YOUR GOAL.
Where a picture appears, leave it out, and print the rest of the records as they are.
■ ■ ■ ■ ■
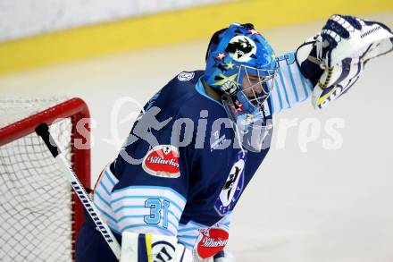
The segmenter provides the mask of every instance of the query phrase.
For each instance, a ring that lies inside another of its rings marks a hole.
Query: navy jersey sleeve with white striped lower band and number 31
[[[134,124],[119,156],[105,168],[96,185],[96,207],[119,234],[176,236],[187,202],[188,165],[192,161],[186,160],[192,156],[187,147],[178,148],[171,141],[177,119],[171,109],[149,116],[163,107],[156,104],[151,102]]]

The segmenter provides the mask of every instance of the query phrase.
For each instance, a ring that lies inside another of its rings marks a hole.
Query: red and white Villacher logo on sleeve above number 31
[[[165,178],[180,177],[179,150],[171,145],[155,146],[147,152],[142,167],[151,175]]]

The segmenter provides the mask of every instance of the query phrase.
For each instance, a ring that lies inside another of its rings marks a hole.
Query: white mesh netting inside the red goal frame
■ ■ ■ ■ ■
ANSWER TO THE PROBLEM.
The segmenter provides the mask of every instance of the query phrase.
For each instance, a ring that lies inside another of its rings marks a hole.
Query: navy jersey sleeve with white striped lower band and number 31
[[[134,124],[119,156],[105,168],[96,185],[96,207],[119,234],[176,236],[187,202],[188,165],[192,161],[186,160],[192,156],[187,147],[178,148],[171,141],[177,119],[171,109],[149,116],[163,107],[156,104],[151,102]]]

The segmenter provides the mask of every instance of the query phrase.
For each instance, a ring that lies inside another of its rings marks a hole.
Query: red and white Villacher logo on sleeve above number 31
[[[165,178],[180,177],[179,150],[171,145],[155,146],[147,152],[142,167],[151,175]]]

The segmenter provides the mask of every instance of the query phrase.
For each instance, a ring that lies inside another of its rings marks a hole.
Query: white mesh netting inside the red goal frame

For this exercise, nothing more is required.